# My Nintendo Rewards



## Jake (Oct 25, 2017)

It seems My Nintendo has accidentally leaked some rewards for the game. Oops!













*OK Motors cap/jacket:* An item for your character to wear in the Animal Crossing: Pocket Camp game. (Redeemable:  1 time)
*5,000 Bells:* In-game currency that can be used in the Animal Crossing: Pocket Camp game. Bells are used to pay back loans or purchase furniture and clothes.
*Wood/steel/cotton/paper/preserves:* In-game items that can be used in the Animal Crossing: Pocket Camp game. Craft materials are used when ordering products from Re-Tail on the Road.
*50 Leaf Tickets:* Leaf Tickets can be used in the Animal Crossing: Pocket Camp game when you don't have enough materials to craft something or when you use honey, fertilizer, or a throw net. (Redeemable:  1 time)


----------



## Garrett (Oct 25, 2017)

Great stuff. I have a ton of reward coins and nothing to spend them on. 

Until now! (Well, late November)


----------



## shunishu (Oct 25, 2017)

"accidentally" .. ^^;
most my coins expired.. time to save up again i guess


----------



## MrsResetti (Oct 26, 2017)

This is so cool, thank you for sharing!


----------

_____

▶ **PROBLEM TO SOLVE**:
Translate this sentence from the forum thread on My Nintendo rewards into Spanish: "Bells are used to pay back loans or purchase furniture and clothes."

Raw records:

_____

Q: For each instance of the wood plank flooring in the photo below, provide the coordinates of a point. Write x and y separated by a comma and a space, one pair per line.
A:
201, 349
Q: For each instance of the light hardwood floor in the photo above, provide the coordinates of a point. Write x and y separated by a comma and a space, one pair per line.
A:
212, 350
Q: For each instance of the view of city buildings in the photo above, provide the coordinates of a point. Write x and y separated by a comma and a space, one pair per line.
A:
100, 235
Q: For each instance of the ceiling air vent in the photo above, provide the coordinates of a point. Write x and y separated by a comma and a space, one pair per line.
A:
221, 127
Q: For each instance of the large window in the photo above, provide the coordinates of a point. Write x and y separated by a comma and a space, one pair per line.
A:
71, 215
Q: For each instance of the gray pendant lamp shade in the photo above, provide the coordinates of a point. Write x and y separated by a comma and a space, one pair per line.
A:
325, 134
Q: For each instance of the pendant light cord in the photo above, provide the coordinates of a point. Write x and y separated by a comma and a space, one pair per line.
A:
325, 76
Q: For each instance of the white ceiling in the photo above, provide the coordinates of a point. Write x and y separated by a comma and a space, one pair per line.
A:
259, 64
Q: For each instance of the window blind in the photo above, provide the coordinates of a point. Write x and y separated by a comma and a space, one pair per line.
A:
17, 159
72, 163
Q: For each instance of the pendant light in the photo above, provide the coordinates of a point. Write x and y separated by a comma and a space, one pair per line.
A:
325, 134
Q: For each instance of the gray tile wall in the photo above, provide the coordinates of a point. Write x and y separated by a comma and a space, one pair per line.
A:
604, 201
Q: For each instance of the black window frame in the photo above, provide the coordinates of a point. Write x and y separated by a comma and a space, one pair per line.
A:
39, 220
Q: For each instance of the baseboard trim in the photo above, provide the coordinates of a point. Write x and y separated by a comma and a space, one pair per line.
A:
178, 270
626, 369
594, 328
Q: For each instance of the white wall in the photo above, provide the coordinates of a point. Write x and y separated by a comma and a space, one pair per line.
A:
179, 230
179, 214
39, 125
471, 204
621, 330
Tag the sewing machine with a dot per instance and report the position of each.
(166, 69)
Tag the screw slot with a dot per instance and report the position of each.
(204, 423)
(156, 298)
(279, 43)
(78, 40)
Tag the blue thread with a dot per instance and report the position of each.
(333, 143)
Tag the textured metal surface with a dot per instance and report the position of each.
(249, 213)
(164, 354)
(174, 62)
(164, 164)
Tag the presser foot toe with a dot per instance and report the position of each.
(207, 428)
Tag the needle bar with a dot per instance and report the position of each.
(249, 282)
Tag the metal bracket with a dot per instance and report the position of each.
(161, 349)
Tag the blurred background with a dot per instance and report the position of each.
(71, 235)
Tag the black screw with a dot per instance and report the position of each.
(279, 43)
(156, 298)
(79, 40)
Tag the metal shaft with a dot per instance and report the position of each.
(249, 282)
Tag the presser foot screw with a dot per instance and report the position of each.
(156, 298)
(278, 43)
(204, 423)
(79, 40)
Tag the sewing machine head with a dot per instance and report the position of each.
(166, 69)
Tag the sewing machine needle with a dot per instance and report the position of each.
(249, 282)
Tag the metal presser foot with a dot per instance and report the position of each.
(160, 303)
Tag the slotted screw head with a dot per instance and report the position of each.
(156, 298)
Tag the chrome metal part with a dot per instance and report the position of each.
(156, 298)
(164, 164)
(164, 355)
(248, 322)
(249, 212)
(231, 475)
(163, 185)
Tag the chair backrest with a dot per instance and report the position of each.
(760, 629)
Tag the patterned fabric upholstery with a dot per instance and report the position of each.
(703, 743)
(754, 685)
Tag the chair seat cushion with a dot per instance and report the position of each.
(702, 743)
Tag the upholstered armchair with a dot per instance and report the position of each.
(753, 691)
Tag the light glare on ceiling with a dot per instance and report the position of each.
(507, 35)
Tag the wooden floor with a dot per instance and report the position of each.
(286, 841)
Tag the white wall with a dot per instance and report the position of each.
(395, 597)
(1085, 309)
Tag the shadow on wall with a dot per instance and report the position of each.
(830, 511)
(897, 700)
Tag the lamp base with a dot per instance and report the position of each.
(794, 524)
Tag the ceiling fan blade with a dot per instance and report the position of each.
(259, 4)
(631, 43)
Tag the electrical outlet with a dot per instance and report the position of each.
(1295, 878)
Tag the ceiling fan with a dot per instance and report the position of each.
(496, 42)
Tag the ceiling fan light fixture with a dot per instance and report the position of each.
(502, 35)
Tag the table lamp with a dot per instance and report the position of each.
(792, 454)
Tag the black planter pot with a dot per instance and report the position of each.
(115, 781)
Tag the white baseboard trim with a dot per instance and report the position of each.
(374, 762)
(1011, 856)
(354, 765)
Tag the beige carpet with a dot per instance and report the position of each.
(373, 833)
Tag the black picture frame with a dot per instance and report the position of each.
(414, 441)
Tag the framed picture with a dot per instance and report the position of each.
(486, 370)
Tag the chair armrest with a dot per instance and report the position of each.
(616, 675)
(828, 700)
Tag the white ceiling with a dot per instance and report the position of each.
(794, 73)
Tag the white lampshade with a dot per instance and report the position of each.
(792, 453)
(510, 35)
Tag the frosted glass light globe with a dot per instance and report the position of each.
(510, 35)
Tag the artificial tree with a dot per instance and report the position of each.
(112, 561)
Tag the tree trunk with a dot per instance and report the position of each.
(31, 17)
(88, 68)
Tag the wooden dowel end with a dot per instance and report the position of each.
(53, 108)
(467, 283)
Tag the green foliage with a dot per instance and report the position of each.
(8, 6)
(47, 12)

_____

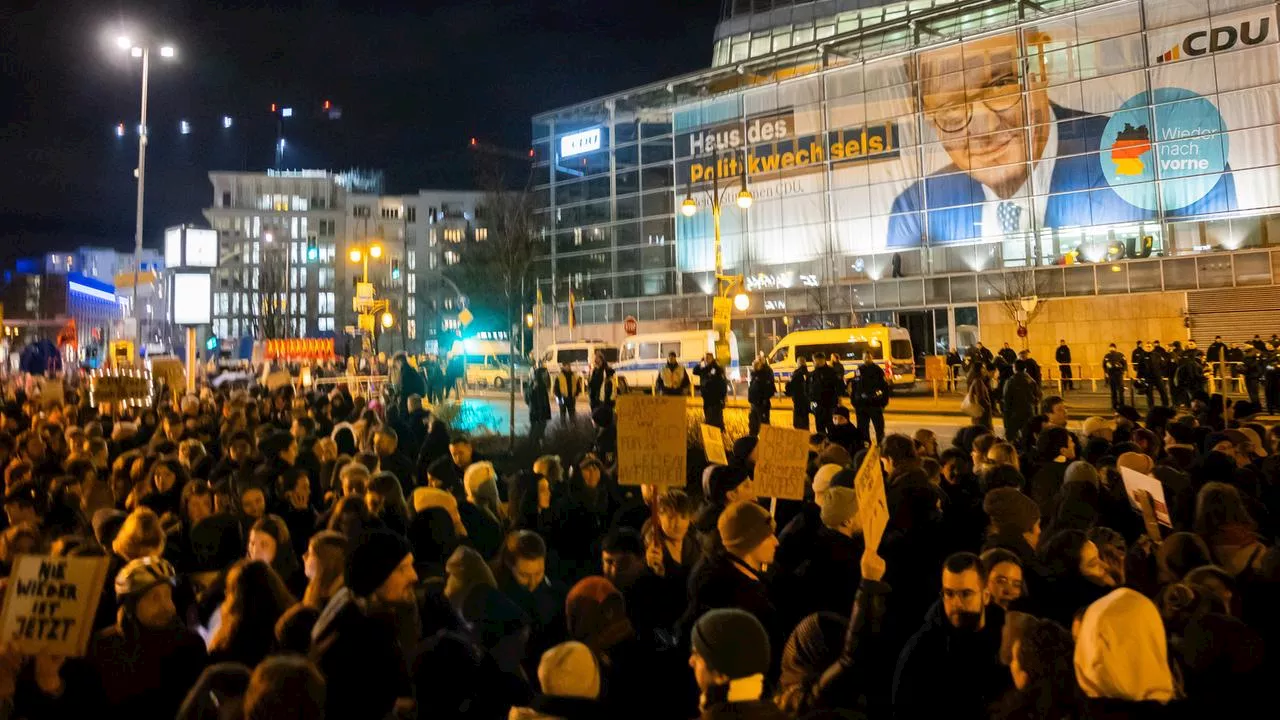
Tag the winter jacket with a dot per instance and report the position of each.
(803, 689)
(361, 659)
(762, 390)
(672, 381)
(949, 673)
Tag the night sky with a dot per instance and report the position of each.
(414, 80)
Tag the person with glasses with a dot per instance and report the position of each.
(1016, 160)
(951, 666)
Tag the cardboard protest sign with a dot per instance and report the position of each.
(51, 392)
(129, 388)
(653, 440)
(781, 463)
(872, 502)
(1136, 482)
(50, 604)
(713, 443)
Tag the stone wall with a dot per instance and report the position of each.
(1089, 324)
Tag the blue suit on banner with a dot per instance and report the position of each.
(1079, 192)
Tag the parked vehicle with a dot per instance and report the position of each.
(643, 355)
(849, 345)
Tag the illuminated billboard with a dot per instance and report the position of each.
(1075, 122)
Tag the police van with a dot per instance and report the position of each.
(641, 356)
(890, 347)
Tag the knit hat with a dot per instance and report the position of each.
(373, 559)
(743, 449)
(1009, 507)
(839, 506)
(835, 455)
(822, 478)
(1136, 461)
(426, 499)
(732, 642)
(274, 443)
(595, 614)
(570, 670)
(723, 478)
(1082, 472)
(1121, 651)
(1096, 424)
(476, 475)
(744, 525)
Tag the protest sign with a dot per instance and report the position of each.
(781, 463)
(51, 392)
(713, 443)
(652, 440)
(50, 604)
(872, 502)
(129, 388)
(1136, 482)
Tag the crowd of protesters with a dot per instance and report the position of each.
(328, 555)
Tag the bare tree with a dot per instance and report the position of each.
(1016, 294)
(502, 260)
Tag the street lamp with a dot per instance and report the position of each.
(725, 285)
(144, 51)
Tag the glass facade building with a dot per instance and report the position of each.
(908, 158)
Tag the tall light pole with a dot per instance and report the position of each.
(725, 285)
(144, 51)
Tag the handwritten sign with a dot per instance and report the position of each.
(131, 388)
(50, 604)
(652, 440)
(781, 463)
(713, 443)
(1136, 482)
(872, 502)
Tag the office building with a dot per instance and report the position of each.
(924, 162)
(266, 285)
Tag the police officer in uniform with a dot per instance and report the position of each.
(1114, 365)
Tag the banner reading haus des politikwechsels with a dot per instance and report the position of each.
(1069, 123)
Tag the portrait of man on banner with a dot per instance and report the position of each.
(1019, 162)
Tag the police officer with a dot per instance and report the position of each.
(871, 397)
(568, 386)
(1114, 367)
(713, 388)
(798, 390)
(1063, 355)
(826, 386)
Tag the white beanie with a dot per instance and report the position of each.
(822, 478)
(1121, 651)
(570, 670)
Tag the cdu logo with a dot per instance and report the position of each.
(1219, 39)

_____

▶ **EXPECTED ANSWER**:
Las Bells se usan para devolver préstamos o comprar muebles y ropa.